Kaynak metin>
********************
TİHV, Adalet Bakanlığı’nın 25 Aralık’ta yapacağı ‘Yeni İnsan Hakları Eylem Planı Değerlendirme Toplantısı’na katılmayacağını yazılı açıklamayla duyurdu.
Vakfın açıklamasında “Son yıllarda, insan haklarının hem bir referans sistemi hem de bir denetim mekanizması olarak iyice erozyona uğradığı, siyasal iktidarın demokrasi ve hukuk taahhüdünden tümüyle uzaklaştığı koşullarda ülkemizde böylesi bir muhataplık ilişkisinin olmadığını düşünüyoruz” denildi.
TİHV’in açıklaması özetle şöyle:
“Sonuç paylaşılmadı”
“Adalet Bakanlığı’nca vakfımıza gönderilen yazıda “Bakanlığımızca, katılımcı ve çoğulcu bir anlayışla, ilgili tüm paydaşların katılımıyla İnsan Hakları Eylem Planı hazırlanması süreci yürütülmektedir. Bu kapsamda, çeşitli çalıştaylar, toplantılar, yazışmalar yapılarak, ilgili tarafların konuya ilişkin görüş ve önerileri alınmıştır. Ayrıca, ilgili uluslararası rapor ve belgeler incelenmiştir” denilmektedir.
********************
Veri alıntıları>
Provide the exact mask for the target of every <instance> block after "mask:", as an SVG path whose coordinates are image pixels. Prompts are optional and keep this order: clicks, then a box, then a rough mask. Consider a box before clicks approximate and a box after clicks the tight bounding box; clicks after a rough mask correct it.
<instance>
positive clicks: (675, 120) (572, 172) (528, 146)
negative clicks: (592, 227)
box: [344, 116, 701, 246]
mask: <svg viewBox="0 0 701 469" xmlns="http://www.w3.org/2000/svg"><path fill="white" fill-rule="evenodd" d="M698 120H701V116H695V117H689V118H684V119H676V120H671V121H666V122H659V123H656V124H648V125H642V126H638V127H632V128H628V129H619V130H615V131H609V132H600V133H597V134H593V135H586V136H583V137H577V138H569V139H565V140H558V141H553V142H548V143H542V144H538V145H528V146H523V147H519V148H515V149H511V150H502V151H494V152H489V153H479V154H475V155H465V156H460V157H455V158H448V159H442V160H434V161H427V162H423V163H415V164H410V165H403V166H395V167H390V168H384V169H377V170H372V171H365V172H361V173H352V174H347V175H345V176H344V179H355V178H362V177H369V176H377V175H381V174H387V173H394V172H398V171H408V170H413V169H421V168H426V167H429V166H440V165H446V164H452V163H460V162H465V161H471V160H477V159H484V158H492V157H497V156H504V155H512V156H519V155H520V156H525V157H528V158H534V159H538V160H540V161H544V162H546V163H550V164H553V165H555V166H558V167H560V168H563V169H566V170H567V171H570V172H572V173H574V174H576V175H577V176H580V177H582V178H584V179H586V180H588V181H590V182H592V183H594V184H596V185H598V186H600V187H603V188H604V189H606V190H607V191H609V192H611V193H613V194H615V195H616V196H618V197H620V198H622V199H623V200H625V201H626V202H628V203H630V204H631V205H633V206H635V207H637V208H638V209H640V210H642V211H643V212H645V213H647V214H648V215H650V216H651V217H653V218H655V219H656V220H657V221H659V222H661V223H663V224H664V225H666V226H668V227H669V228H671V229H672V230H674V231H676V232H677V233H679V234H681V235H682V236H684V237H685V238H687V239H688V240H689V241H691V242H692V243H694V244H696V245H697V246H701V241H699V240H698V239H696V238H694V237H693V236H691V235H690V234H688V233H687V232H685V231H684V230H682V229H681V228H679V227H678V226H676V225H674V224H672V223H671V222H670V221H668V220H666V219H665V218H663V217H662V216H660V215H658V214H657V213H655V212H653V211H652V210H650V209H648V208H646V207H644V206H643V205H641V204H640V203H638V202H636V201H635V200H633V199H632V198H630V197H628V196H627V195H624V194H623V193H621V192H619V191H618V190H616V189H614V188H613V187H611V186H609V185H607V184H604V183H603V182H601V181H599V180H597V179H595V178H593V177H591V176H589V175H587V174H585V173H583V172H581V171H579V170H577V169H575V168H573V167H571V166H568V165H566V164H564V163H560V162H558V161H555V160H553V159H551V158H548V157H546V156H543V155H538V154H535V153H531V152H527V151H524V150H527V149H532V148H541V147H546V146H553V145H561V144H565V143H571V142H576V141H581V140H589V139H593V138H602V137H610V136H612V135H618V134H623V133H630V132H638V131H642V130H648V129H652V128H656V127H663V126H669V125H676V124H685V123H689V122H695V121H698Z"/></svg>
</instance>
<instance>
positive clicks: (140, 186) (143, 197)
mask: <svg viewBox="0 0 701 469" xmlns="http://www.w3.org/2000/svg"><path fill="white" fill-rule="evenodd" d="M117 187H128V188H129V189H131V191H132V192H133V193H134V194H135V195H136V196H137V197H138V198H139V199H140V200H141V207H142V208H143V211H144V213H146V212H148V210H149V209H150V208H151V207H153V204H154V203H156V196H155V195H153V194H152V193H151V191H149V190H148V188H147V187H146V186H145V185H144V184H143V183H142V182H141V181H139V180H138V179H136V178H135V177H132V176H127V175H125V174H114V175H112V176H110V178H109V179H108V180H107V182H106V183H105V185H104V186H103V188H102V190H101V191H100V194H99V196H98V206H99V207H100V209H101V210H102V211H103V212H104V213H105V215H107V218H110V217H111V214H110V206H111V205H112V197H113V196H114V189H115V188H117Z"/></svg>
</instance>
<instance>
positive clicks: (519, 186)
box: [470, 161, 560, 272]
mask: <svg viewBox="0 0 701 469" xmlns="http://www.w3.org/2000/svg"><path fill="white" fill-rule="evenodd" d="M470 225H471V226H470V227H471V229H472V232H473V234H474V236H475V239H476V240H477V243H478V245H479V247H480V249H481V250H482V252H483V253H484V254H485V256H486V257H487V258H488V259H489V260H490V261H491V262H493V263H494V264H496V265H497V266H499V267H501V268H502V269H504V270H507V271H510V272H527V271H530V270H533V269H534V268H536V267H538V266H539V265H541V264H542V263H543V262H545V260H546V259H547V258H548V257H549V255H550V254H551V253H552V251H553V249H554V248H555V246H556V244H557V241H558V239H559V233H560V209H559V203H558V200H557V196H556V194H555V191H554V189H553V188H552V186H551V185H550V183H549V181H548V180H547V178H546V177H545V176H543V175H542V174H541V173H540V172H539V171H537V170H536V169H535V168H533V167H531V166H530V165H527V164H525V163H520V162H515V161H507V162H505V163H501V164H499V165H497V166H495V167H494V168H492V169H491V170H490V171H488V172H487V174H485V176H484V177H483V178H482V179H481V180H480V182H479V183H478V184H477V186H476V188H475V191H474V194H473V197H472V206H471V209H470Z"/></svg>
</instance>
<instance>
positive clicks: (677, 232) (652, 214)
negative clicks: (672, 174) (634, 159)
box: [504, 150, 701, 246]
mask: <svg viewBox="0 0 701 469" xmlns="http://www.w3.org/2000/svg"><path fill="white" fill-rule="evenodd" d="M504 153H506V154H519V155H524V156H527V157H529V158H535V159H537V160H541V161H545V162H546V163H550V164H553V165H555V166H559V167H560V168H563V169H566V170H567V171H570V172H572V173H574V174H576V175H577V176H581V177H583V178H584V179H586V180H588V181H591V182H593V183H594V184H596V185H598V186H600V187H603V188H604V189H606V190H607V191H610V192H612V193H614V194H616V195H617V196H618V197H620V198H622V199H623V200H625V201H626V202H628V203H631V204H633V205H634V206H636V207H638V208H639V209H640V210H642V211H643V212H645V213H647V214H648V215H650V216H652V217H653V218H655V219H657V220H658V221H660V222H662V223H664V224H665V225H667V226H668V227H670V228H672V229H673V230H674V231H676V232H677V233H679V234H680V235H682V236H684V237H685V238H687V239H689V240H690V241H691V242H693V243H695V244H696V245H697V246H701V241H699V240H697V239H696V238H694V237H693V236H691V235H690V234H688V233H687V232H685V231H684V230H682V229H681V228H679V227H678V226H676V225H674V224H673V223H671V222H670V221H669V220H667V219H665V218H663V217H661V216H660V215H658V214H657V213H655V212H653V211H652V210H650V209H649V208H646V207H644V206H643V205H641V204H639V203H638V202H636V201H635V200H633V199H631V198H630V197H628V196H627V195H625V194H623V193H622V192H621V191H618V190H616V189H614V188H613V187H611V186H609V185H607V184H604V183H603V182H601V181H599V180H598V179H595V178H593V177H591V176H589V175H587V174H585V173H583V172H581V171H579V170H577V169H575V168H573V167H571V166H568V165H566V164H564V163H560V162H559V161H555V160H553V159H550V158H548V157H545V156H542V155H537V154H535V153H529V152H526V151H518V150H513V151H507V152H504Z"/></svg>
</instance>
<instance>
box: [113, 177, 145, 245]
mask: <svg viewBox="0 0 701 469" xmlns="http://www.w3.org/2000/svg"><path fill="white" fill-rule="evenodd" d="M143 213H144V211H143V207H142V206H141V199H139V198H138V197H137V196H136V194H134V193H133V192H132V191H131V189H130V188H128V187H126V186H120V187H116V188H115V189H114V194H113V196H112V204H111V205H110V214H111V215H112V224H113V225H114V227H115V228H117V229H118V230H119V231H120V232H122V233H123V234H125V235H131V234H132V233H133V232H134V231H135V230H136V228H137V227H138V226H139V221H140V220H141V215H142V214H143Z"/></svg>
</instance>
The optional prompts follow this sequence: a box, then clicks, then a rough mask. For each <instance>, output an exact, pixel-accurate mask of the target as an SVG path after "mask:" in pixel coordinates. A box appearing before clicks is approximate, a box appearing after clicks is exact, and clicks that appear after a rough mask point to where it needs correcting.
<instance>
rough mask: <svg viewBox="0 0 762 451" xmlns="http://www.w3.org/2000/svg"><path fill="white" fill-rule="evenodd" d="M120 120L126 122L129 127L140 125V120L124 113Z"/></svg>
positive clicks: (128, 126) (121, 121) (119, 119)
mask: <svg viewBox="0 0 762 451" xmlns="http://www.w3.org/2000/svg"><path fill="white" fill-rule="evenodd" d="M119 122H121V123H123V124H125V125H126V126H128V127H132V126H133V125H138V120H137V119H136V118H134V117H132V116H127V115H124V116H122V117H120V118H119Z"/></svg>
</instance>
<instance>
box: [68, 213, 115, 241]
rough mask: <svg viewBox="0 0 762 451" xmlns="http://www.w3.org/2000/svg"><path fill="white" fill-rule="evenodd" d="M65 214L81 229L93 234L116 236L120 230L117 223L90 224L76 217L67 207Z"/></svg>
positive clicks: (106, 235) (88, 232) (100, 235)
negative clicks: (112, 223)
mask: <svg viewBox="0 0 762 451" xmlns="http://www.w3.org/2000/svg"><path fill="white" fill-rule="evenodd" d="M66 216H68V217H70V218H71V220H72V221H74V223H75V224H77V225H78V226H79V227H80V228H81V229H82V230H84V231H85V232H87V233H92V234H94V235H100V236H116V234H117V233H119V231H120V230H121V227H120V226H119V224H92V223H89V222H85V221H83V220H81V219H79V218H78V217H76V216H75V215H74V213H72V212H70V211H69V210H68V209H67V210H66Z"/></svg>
********************
Etkinlik> TİHV'in Adalet Bakanlığı toplantısına katılmama kararını aktaran kaynak metni, son cümlesinden sonra gelecek kısmı yazarak sürdürün. Liste, kaynak metinden bağımsız ayrı bir malzemedir.

Görev yanıtı>
Ancak, yapıldığı belirtilen tüm bu çalışmaların değerlendirme, sonuç ya da varsa raporları Adalet Bakanlığı tarafından bugüne kadar hiçbir biçimde bizimle paylaşılmamıştır. Kaldı ki, bu kapsamda 14 Şubat 2019 tarihinde benzer bir toplantı daha yapılmış idi. Katılmadığımız bu toplantının da sonuçlarına dair tarafımıza herhangi bir bilgilendirme yapılmamıştır.
"Yıllardır öneride bulunuyoruz"
TİHV, kurulduğu 1990 yılından bu yana işkence ve kötü muamelenin önlenmesi başta olmak üzere, insan haklarının korunması ve geliştirilmesi amacıyla kesintisiz çalışma yürüten köklü bir insan hakları kuruluşudur. Bakanlık yazısında da ifade edildiği gibi konuyla doğrudan ilgili “taraflardan” biridir. Buna karşın yazı da iddia edildiğinin aksine, bilhassa da işkence konusunda uzman ve taraf bir kuruluş olarak bizimle herhangi bir görüş alışverişinde bulunulmamıştır.
“Yıllardır yaptığımız çok sayıda basın açıklaması, yayınladığımız tutum belgeleri ve raporlarla başta işkence ve kötü muamele olmak üzere ülkemizde yaşanan ağır ve ciddi insan hakları ihlallerine yönelik tespit ve değerlendirmelerde bulunuyoruz. Başta Adalet Bakanlığı olmak üzere tüm ilgili ve yetkililere ihlallerin önlenmesi ve cezasızlıkla mücadele doğrultusunda çağrılar yapıyor, talep ve önerilerde bulunuyoruz.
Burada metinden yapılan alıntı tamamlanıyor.